Tive, recentemente em Olinda, numa manhã como só os trópicos conhecem, entre chuvosa e ensolarada, uma conversa, que diria exemplar, com um jovem educador popular que, a cada instante, a cada palavra, a cada reflexão, revelava a coerência com que vive sua opção democrática e popular. Caminhávamos, Danilson Pinto e eu, com alma aberta ao mundo, curiosos, receptivos, pelas trilhas de uma favela onde cedo se aprende que só a custo de muita teimosia se consegue tecer a vida com sua quase ausência – ou negação –, com carência, com ameaça, com desespero, com ofensa e dor. Enquanto andávamos pelas ruas daquele mundo maltratado e ofendido eu ia me lembrando de experiências de minha juventude em outras favelas de Olinda ou do Recife, dos meus diálogos com favelados e faveladas de alma rasgada.

Tropeçando na dor humana, nós nos perguntávamos em torno de um sem-número de problemas. Que fazer, enquanto educadores, trabalhando num contexto assim? Há mesmo o que fazer? Como fazer o que fazer? Que precisamos nós, os chamados educadores, saber para viabilizar até mesmo os nossos primeiros encontros com mulheres, homens e crianças cuja humanidade vem sendo negada e traída, cuja existência vem sendo esmagada?

Paramos no meio de um pontilhão estreito que possibilita a travessia da favela para uma parte menos maltratada do bairro popular. Olhávamos de cima um braço de rio poluído, sem vida, cuja lama e não cuja água empapa os mocambos nela quase mergulhados. “Mais além dos mocambos”, me disse Danilson, “há algo pior: um grande terreno onde se faz o depósito do lixo público.

Os moradores de toda esta redondeza ‘pesquisam’ no lixo o que comer, o que vestir, o que os mantenha vivos”. Foi desse horrendo aterro que há dois anos uma família retirou de lixo hospitalar pedaços de seio amputado com que preparou seu almoço domingueiro. A imprensa noticiou o fato que citei horrorizado e pleno de justa raiva no meu último livro À sombra desta mangueira.

É possível que a notícia tenha provocado em pragmáticos neoliberais sua reação habitual e fatalista em favor sempre dos poderosos. “É triste, mas, que fazer? A realidade é mesmo esta.” A realidade, porém, não é inexoravelmente esta. Está sendo esta como poderia ser outra e é para que seja outra que precisamos os progressistas de lutar.

Eu me sentiria mais do que triste, desolado e sem achar sentido para minha presença no mundo, se fortes e indestrutíveis razões me convencessem de que a existência humana se dá no domínio da determinação. Domínio em que dificilmente se poderia falar de opções, de decisão, de liberdade, de ética. “Que fazer? A realidade é assim mesmo”, seria o discurso universal. Discurso monótono, repetitivo, como a própria existência humana. Numa história assim determinada as posições rebeldes não têm como tornar-se revolucionárias.

### Tarefas
A) Liste todas as perguntas que aparecem no parágrafo do texto apresentado que começa com "Tropeçando na dor humana".
B) Segundo o texto apresentado, por que os progressistas precisam lutar? Explique em até três frases.
C) Dê continuidade ao relato sobre a caminhada pela favela de Olinda a partir da última frase do texto apresentado.
As linhas de dados não têm papel algum aqui.

### Dados fornecidos
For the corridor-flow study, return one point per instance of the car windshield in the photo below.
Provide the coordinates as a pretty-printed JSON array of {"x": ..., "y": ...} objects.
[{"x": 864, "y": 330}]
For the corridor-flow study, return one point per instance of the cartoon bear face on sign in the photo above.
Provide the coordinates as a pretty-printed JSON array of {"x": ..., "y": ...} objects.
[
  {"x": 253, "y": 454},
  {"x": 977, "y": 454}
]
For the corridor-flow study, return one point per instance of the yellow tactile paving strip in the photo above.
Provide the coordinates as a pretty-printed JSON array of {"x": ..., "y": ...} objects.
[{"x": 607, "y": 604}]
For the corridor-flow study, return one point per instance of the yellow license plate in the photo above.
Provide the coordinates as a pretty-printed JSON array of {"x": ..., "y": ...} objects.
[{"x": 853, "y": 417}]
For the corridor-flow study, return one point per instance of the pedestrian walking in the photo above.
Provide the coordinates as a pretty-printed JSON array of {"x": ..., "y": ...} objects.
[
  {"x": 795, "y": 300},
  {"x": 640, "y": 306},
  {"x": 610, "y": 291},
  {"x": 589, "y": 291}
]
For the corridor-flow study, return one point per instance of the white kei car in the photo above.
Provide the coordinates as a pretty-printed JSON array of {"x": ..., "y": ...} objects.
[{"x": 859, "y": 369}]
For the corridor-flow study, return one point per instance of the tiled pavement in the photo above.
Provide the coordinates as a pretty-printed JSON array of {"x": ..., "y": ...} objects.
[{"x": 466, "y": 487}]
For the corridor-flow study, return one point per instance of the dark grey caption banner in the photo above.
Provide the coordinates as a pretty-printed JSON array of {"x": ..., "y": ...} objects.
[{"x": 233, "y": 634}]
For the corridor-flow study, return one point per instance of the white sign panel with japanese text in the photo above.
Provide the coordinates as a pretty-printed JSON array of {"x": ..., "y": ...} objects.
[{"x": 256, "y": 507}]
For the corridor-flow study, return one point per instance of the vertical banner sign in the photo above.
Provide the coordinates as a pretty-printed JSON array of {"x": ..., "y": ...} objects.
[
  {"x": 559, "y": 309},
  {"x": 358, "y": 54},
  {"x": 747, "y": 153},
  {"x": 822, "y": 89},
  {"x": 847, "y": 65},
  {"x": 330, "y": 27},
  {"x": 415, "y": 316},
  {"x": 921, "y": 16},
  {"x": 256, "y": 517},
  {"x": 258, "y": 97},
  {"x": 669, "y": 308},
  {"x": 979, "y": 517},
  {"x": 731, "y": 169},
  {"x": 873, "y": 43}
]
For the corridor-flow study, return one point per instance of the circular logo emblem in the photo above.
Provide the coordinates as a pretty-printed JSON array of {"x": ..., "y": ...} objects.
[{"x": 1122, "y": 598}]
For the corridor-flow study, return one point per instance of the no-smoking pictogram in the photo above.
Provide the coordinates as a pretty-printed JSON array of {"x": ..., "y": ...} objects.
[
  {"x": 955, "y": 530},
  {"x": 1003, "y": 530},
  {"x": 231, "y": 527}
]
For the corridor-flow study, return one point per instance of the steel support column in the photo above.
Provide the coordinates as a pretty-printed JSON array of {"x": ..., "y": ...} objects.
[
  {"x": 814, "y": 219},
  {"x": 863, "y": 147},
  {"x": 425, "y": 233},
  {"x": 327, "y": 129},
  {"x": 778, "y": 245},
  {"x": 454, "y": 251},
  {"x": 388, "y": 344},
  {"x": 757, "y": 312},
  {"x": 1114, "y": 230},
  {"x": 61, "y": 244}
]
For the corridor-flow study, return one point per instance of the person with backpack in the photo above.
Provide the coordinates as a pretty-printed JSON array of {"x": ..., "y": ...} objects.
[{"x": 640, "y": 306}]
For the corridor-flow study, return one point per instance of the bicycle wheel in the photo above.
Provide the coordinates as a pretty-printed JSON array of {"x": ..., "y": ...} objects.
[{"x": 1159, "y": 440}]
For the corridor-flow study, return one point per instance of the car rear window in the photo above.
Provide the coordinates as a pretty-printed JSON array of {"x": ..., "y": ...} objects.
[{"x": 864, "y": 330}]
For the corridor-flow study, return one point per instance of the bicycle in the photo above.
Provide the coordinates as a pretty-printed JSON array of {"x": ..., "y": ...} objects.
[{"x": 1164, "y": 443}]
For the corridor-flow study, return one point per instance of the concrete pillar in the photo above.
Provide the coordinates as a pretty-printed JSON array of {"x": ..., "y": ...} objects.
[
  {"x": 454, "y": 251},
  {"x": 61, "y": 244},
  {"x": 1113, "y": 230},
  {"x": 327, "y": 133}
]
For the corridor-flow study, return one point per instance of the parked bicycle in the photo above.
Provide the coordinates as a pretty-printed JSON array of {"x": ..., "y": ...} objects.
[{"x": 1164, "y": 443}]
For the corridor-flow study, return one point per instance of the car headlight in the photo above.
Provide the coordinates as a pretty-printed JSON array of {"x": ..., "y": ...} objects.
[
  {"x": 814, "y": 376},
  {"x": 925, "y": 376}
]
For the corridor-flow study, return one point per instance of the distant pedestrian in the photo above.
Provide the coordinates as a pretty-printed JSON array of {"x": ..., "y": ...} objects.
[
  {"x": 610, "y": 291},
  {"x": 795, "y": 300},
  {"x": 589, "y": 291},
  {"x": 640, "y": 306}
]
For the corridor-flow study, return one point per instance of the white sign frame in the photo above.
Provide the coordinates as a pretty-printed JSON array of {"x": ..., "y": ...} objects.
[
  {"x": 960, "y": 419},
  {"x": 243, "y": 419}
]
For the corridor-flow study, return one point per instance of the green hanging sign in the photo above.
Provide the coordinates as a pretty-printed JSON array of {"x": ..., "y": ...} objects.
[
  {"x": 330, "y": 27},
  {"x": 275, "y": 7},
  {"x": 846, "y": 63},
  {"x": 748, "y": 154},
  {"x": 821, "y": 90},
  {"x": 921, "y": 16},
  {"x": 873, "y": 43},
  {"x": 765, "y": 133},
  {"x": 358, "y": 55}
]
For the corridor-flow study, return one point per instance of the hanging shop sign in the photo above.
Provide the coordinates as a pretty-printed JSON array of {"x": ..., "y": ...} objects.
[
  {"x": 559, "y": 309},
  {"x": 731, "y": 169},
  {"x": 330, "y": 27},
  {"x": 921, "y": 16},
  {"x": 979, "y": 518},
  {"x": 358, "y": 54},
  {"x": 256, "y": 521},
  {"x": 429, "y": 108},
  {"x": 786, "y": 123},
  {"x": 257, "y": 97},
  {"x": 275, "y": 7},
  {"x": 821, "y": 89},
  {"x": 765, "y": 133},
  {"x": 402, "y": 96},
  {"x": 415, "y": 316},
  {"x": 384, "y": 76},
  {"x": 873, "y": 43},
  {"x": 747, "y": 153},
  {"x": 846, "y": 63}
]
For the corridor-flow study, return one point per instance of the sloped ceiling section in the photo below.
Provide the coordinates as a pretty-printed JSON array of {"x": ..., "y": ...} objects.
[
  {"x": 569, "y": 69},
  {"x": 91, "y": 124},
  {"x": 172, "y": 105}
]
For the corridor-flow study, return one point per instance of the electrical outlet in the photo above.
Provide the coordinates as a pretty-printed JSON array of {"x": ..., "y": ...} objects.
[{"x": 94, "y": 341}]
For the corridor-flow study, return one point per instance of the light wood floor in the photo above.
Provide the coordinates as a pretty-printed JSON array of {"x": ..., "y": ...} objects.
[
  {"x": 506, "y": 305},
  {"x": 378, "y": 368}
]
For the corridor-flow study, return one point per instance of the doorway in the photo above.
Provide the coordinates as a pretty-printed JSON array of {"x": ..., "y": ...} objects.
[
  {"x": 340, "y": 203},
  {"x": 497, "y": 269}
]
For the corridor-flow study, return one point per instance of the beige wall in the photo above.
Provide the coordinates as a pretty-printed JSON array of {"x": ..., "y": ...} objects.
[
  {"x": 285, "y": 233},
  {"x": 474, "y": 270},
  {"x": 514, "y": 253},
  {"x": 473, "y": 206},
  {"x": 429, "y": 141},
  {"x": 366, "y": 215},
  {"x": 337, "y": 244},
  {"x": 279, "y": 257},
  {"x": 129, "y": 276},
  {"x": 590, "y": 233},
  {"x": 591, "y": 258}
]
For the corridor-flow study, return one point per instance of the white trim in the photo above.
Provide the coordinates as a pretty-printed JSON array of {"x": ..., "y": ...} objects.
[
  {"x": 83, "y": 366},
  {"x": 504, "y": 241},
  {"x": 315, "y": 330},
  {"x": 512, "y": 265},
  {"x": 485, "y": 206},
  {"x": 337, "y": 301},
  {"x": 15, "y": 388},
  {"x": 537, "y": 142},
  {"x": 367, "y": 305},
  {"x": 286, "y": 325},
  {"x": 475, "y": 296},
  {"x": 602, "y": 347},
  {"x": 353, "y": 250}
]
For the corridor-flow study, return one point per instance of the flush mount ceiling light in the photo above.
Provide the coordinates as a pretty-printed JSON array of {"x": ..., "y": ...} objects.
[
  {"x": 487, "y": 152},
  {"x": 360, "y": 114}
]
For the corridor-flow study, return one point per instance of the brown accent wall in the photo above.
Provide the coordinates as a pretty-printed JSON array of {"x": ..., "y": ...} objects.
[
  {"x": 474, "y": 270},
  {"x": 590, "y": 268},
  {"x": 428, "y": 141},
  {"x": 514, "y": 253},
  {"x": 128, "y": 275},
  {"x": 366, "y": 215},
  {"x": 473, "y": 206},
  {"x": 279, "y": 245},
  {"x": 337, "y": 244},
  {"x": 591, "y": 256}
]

### Respostas
A)
1. Que fazer, enquanto educadores, trabalhando num contexto assim?
2. Há mesmo o que fazer?
3. Como fazer o que fazer?
4. Que precisamos nós, os chamados educadores, saber para viabilizar até mesmo os nossos primeiros encontros com mulheres, homens e crianças cuja humanidade vem sendo negada e traída, cuja existência vem sendo esmagada?

B) A realidade não é inexoravelmente como está, ao contrário do que dizem os pragmáticos neoliberais. Ela está sendo assim, mas poderia ser outra. Os progressistas precisam lutar justamente para que ela seja outra.

C)
Tenho o direito de ter raiva, de manifestá-la, de tê-la como motivação para minha briga tal qual tenho o direito de amar, de expressar meu amor ao mundo, de tê-lo como motivação de minha briga porque, histórico, vivo a História como tempo de possibilidade não de determinação. Se a realidade fosse assim porque estivesse dito que assim teria de ser não haveria sequer por que ter raiva. Meu direito à raiva pressupõe que, na experiência histórica da qual participo, o amanhã não é algo “pré-dado”, mas um desafio, um problema. A minha raiva, minha justa ira, se funda na minha revolta em face da negação do direito de “ser mais” inscrito na natureza dos seres humanos.

Não posso, por isso, cruzar os braços fatalistamente diante da miséria, esvaziando, desta maneira, minha responsabilidade no discurso cínico e “morno”, que fala da impossibilidade de mudar porque a realidade é mesmo assim. O discurso da acomodação ou de sua defesa, o discurso da exaltação do silêncio imposto de que resulta a imobilidade dos silenciados, o discurso do elogio da adaptação tomada como fado ou sina é um discurso negador da humanização de cuja responsabilidade não podemos nos eximir.

A adaptação a situações negadoras da humanização só pode ser aceita como consequência da experiência dominadora, ou como exercício de resistência, como tática na luta política. Dou a impressão de que aceito hoje a condição de silenciado para bem lutar, quando puder, contra a negação de mim mesmo. Esta questão, a da legitimidade da raiva contra a docilidade fatalista diante da negação das gentes, foi um tema que esteve implícito em toda a nossa conversa naquela manhã.